*EXTRAIT DU TEXTE:*
______

La liste d’Hermine : entre train et tram

Bernard TIRTIAUXL’ombre portée, Lattès, 2019, 200 p., 16 € / ePub : 10.99 €, ISBN : 978-2709663465

Dans son nouveau livre, L’ombre portée, paru en janvier dernier chez Jean-Claude Lattès, Bernard Tirtiaux s’inscrit dans l’histoire de sa famille paternelle,  comme héritier du domaine de Martinrou qu’il a racheté et patiemment autant qu’obstinément rebâti, reconverti.  On y trouve toute la trame de sa vie de bâtisseur, d’artisan, d’écrivain et d’homme de théâtre.  Au fil des pages, l’auteur se raconte dans la lignée de son grand-père et de son père, qui ont en quelque sorte préfiguré les grandes options  de sa vie, en construisant l’un une chapelle en 1938, là où le jeune Bernard posera ses premiers vitraux en 1968 et ensuite une rosace en lames de verre en 1998, l’autre une nouvelle laiterie pour la ferme,  qui deviendra l’atelier du futur maître-verrier.

Indissociable du domaine de Martinrou,  vraie figure tutélaire du livre, l’ombre portée sur la vie de Bernard Tirtiaux et sur ce livre, c’est la grand-mère paternelle, Hermine, mère de onze enfants alors qu’elle n’aspirait qu’à une vie de mystique, devenue chef d’entreprise suite à son veuvage inopiné en 1943, et Présidente de Caritas Catholica jusqu’en 1943.  Tout au long du livre, Bernard Tirtiaux alterne les récits de sa propre expérience d’homme et d’artiste avec les longs monologues qu’il adresse à cette aïeule qu’il n’a pas connue mais dont l’empreinte reste prégnante, dont il se sent à la fois si proche et si lointain.

______

*ENREGISTREMENTS FOURNIS:*
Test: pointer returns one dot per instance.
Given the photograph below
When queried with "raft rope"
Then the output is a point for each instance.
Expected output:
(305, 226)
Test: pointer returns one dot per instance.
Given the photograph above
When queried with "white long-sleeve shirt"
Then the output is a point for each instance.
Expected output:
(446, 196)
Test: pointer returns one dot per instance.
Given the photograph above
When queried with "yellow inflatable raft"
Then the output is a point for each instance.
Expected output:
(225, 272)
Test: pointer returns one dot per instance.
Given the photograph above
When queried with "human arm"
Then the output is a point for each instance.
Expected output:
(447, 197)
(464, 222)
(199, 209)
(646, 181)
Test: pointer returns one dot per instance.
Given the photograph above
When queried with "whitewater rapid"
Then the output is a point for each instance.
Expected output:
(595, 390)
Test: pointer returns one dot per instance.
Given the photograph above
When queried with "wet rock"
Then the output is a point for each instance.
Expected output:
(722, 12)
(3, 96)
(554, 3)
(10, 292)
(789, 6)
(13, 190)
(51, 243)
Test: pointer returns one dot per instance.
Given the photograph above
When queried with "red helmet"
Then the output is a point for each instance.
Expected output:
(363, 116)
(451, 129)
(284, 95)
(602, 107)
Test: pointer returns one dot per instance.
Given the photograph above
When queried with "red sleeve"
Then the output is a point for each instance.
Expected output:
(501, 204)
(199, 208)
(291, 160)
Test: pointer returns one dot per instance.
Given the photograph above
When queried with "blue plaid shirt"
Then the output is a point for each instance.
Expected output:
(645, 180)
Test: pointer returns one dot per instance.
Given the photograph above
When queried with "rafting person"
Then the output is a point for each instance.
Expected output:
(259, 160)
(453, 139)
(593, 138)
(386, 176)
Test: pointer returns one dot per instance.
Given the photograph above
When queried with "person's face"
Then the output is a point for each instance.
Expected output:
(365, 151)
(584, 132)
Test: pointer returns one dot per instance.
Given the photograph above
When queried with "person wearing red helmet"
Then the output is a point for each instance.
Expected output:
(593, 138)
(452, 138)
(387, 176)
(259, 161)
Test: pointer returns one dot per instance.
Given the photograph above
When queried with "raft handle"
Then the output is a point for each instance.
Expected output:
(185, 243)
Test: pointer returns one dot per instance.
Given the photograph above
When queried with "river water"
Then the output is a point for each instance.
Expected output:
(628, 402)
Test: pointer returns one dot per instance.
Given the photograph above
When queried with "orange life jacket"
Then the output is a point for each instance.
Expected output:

______

*CONSIGNES DE TRAVAIL:*
• 1. Selon le texte, combien d'enfants Hermine a-t-elle eus ?
• 2. Extrayez du texte le passage qui commence aux mots « Indissociable du domaine » et s'arrête après les mots « et si lointain. ».
Les enregistrements proviennent d'une autre source que le texte.

*RÉPONSES PAR TÂCHE:*
• 1. Onze enfants.

• 2.
Indissociable du domaine de Martinrou,  vraie figure tutélaire du livre, l’ombre portée sur la vie de Bernard Tirtiaux et sur ce livre, c’est la grand-mère paternelle, Hermine, mère de onze enfants alors qu’elle n’aspirait qu’à une vie de mystique, devenue chef d’entreprise suite à son veuvage inopiné en 1943, et Présidente de Caritas Catholica jusqu’en 1943.  Tout au long du livre, Bernard Tirtiaux alterne les récits de sa propre expérience d’homme et d’artiste avec les longs monologues qu’il adresse à cette aïeule qu’il n’a pas connue mais dont l’empreinte reste prégnante, dont il se sent à la fois si proche et si lointain.